Valentine Poisson Patrick Scharnitzky
Valentine Poisson
Valentine Poisson
Patrick Scharnitzky
Patrick Scharnitzky
Les auteurs.es
25 mai 2020
Temps de lecture : 15 min

AUTOCENSURE : en finir avec les idées reçues !

Depuis une vingtaine d’années, les paradigmes du plafond de verre attribuent aux femmes la responsabilité d’une part des inégalités professionnelles en pointant du doigt leurs réflexes d’autocensure, sans que peu de travaux scientifiques aient apporté de preuves significatives à cette idée selon laquelle elles « oseraient » moins. Afin de vérifier ce qu’il en était vraiment et d’analyser la question de l’autocensure sous d’autres prismes, le département Recherche & Études d’AlterNego a conduit une vaste étude interrogeant près de 1500 salarié·e·s de quatre secteurs différents. Patrick Scharnitzky, docteur en psychologie sociale et Valentine Poisson, consultante spécialisée diversité & inclusion, révèlent et décryptent les résultats de cette étude.

— Données sources —
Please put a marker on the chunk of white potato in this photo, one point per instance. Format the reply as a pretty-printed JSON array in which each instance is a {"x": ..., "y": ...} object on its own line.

— Consigne —
D'après l'extrait, combien de salarié·e·s l'étude menée par AlterNego a-t-elle interrogé·e·s ? Le matériel n'a aucun rapport avec l'extrait.

— Exercice corrigé —
Près de 1500 salarié·e·s, répartis dans quatre secteurs différents.